WHAT YOU WILL DO: Write the records below out again. Match them exactly.
[[ RECORDS SHOWN open ]]
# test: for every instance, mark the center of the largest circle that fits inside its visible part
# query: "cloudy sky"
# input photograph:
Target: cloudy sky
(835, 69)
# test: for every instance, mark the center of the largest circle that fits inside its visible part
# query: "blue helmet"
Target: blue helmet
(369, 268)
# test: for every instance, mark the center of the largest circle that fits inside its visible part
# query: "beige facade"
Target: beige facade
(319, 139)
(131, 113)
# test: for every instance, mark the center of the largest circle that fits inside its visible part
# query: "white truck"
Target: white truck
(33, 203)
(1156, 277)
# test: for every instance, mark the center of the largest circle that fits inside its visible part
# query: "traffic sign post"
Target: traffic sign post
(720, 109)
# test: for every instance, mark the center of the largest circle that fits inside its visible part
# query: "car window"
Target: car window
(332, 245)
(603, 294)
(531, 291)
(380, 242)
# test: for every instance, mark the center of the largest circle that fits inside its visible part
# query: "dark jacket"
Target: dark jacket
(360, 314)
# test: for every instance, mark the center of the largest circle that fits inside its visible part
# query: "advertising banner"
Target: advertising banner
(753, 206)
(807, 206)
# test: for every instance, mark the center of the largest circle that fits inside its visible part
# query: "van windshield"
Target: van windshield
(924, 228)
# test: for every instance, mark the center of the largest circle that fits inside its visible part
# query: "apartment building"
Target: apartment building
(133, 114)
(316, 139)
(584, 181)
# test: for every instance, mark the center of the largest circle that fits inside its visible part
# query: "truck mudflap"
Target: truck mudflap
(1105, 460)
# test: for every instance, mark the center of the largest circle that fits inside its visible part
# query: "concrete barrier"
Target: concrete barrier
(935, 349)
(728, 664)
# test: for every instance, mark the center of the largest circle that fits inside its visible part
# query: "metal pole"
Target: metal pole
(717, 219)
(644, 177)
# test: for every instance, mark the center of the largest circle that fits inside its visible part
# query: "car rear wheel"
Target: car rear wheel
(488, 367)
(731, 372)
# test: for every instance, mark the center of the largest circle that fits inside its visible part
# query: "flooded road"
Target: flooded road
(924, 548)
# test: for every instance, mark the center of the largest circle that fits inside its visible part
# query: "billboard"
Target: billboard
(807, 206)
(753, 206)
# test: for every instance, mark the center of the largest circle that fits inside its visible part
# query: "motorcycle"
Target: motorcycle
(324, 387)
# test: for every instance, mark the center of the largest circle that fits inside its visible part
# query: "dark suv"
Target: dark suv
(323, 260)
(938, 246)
[[ RECORDS SHOWN closed ]]
RESPONSE BELOW:
# test: for every instance, mark the center of the largest circle that fits inside its visible part
# query: "cloudy sky"
# input photograph:
Target: cloudy sky
(835, 69)
# test: for every instance, mark the center of the largest circle that fits inside its visible part
# query: "blue helmet"
Target: blue helmet
(369, 268)
# test: for every instance, mark the center of the largest circle that fits inside its visible part
# query: "beige facade"
Target: beige facade
(319, 139)
(131, 113)
# test: for every instance, mark the center of the largest circle that fits inside its visible part
# query: "white truck"
Target: white truck
(33, 203)
(1156, 277)
# test: for every instance, mark the center of the largest circle that fits inside its visible part
# query: "traffic sign post"
Target: traffic sign post
(720, 109)
# test: for every instance, mark the center of the largest circle that fits inside its visible part
# query: "car window"
Target: car window
(332, 245)
(603, 294)
(531, 291)
(380, 242)
# test: for every instance, mark the center of the largest circle that fits inside its visible part
# query: "dark jacket"
Target: dark jacket
(360, 314)
# test: for every instance, mark the center of the largest circle that fits inside its visible part
# query: "advertising banner"
Target: advertising banner
(753, 206)
(807, 206)
# test: for every instance, mark the center of the largest circle that fits inside its visible part
# query: "van windshield"
Target: van windshield
(924, 228)
# test: for every instance, mark the center of the largest circle that fits inside its visible part
# query: "apartment building"
Target: apartment building
(133, 114)
(316, 139)
(584, 181)
# test: for every instance, mark the center of the largest circle that fits inside its visible part
# query: "truck mudflap"
Target: truck mudflap
(1105, 460)
# test: for every instance, mark the center of the largest circle that fits inside its visible part
# query: "concrete barrier"
Target: concrete barrier
(935, 349)
(728, 664)
# test: for every instance, mark the center of the largest circle that fits inside its visible part
# query: "metal pole"
Target: metal pole
(717, 219)
(644, 177)
# test: for every instance, mark the center of the largest circle that fits inside its visible part
# query: "car rear wheel"
Target: car rear wheel
(488, 367)
(731, 372)
# test: for every instance, mark the center of the largest circle that fits inside its visible part
# query: "flooded road"
Target: flooded road
(924, 548)
# test: for every instance, mark the center of the largest circle that fits inside its visible part
# query: "billboard"
Target: billboard
(807, 206)
(753, 206)
# test: for every instance, mark the center of the largest circle that fits inside its visible part
# query: "motorcycle"
Target: motorcycle
(324, 387)
# test: for every instance, mark the center of the largest circle that fits inside its visible part
# query: "dark suv"
Target: dark suv
(323, 260)
(938, 246)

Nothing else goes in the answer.